◆ **Excerpted text**
______
My name is Kent Aardse. I’m the Commentaries editor on First Person Scholar. Currently I’m a PhD student in the Department of English Language and Literature at the University of Waterloo. My research explores how narrative and rule-based games may be the two most fundamental types of activity that characterize the human mind, and I believe the study of gaming may help illuminate certain aspects of how the mind operates.
Academic and popular discussion of morality in videogames usually focuses on two or three game franchises: Mass Effect, Fallout, and Bioshock. These games follow the common trope of working with a simplistic morality scale: in choosing ‘good’ decisions, the player gains karma or some form of fame, and in choosing ‘bad’ decisions, the player gains negative karma or infamy. Non-player characters encountered in these games will treat you differently, offer divergent conversation threads, and sell goods at higher or lower prices depending on where you reside in the morality scale. These games are usually advertised as those in which the player’s choices greatly affect the story and outcome of the game, and are thought to be more interactive and immersive. This is a problem of artificial intelligence, as game designers must find ways to create worlds in which the player feels she can alter based on her actions, and the morality scale is a simple design feature that allows companies to create the illusion of cause-and-effect. Of course, this is not a perfect simulation of real-world ethics and morality, as decisions in real life are never as black-and-white as these good or bad decisions in real life.
______
◆ **Entries shown**

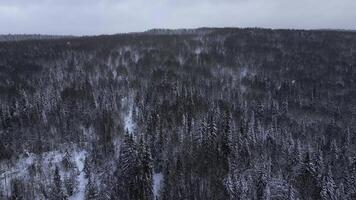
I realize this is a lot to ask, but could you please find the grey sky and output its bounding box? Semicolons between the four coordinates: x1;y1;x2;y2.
0;0;356;35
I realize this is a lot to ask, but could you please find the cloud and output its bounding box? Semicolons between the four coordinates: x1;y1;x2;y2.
0;0;356;35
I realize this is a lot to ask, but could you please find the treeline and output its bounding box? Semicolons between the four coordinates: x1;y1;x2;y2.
0;29;356;200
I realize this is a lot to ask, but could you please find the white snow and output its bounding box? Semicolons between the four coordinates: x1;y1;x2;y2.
69;151;88;200
125;107;134;133
153;173;163;199
0;150;87;200
122;96;135;133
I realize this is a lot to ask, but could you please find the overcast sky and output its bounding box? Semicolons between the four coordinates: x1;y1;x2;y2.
0;0;356;35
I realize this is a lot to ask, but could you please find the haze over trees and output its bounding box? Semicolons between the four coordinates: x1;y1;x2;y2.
0;28;356;200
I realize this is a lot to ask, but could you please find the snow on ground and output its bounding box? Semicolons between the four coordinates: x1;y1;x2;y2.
125;104;134;133
69;151;88;200
153;173;163;199
0;150;87;200
122;96;135;133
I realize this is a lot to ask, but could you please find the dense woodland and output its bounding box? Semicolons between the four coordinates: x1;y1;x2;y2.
0;28;356;200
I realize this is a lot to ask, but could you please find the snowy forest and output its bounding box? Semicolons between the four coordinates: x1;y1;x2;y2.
0;28;356;200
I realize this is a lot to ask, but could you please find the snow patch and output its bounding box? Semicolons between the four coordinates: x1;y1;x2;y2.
153;173;163;199
69;151;88;200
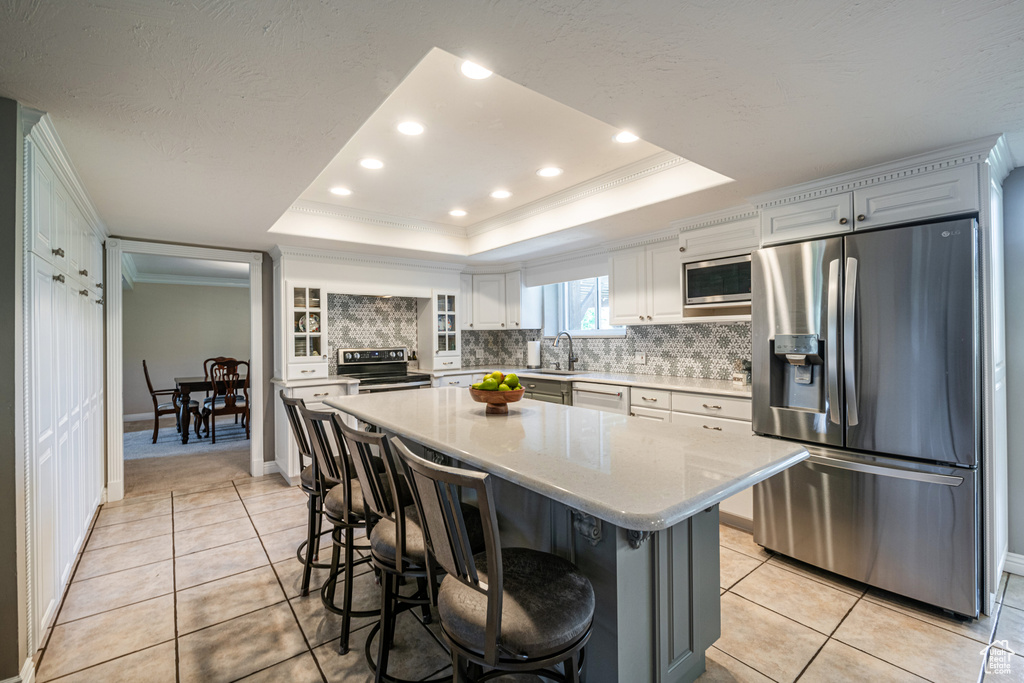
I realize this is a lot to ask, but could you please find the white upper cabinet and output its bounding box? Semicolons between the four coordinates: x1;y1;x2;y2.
761;193;853;245
679;215;761;262
472;273;507;330
853;164;979;230
608;249;647;325
608;242;683;325
645;242;683;323
459;272;473;330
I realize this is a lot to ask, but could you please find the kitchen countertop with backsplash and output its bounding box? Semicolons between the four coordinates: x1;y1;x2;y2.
430;366;751;398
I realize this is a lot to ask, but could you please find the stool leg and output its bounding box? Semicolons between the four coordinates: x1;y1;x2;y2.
340;526;354;654
562;650;581;683
374;571;395;683
302;494;319;597
327;526;341;605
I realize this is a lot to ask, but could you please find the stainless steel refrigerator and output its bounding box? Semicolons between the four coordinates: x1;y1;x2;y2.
752;219;981;616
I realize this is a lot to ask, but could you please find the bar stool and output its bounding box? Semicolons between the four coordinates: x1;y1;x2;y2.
281;390;336;596
299;407;380;654
394;439;594;683
335;416;483;683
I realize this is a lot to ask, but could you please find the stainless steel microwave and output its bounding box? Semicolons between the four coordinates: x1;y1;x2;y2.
683;254;751;306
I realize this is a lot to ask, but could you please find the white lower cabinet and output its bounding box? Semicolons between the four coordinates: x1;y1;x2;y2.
572;382;630;415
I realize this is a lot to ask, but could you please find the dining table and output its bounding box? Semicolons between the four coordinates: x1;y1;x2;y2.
174;375;249;443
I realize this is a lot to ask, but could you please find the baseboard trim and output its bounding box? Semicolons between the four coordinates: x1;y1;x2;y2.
1002;553;1024;577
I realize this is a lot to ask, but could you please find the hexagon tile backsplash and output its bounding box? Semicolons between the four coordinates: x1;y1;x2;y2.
462;323;751;380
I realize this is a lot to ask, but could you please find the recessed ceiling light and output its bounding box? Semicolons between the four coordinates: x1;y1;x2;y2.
398;121;424;135
462;60;494;81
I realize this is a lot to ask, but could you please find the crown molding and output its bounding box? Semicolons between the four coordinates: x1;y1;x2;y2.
134;272;249;289
270;245;466;272
603;227;679;252
669;204;761;232
466;152;689;238
289;200;466;239
22;117;110;242
748;135;1001;209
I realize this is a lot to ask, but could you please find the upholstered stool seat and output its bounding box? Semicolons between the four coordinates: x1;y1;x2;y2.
437;548;594;657
370;503;483;566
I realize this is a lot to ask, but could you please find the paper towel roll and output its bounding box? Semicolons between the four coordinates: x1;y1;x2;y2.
526;341;541;368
______
◆ **What the exercise asks**
Reproduce the excerpted text in full, word for word. The entries come from a different source than the text.

◆ **Response below**
My name is Kent Aardse. I’m the Commentaries editor on First Person Scholar. Currently I’m a PhD student in the Department of English Language and Literature at the University of Waterloo. My research explores how narrative and rule-based games may be the two most fundamental types of activity that characterize the human mind, and I believe the study of gaming may help illuminate certain aspects of how the mind operates.
Academic and popular discussion of morality in videogames usually focuses on two or three game franchises: Mass Effect, Fallout, and Bioshock. These games follow the common trope of working with a simplistic morality scale: in choosing ‘good’ decisions, the player gains karma or some form of fame, and in choosing ‘bad’ decisions, the player gains negative karma or infamy. Non-player characters encountered in these games will treat you differently, offer divergent conversation threads, and sell goods at higher or lower prices depending on where you reside in the morality scale. These games are usually advertised as those in which the player’s choices greatly affect the story and outcome of the game, and are thought to be more interactive and immersive. This is a problem of artificial intelligence, as game designers must find ways to create worlds in which the player feels she can alter based on her actions, and the morality scale is a simple design feature that allows companies to create the illusion of cause-and-effect. Of course, this is not a perfect simulation of real-world ethics and morality, as decisions in real life are never as black-and-white as these good or bad decisions in real life.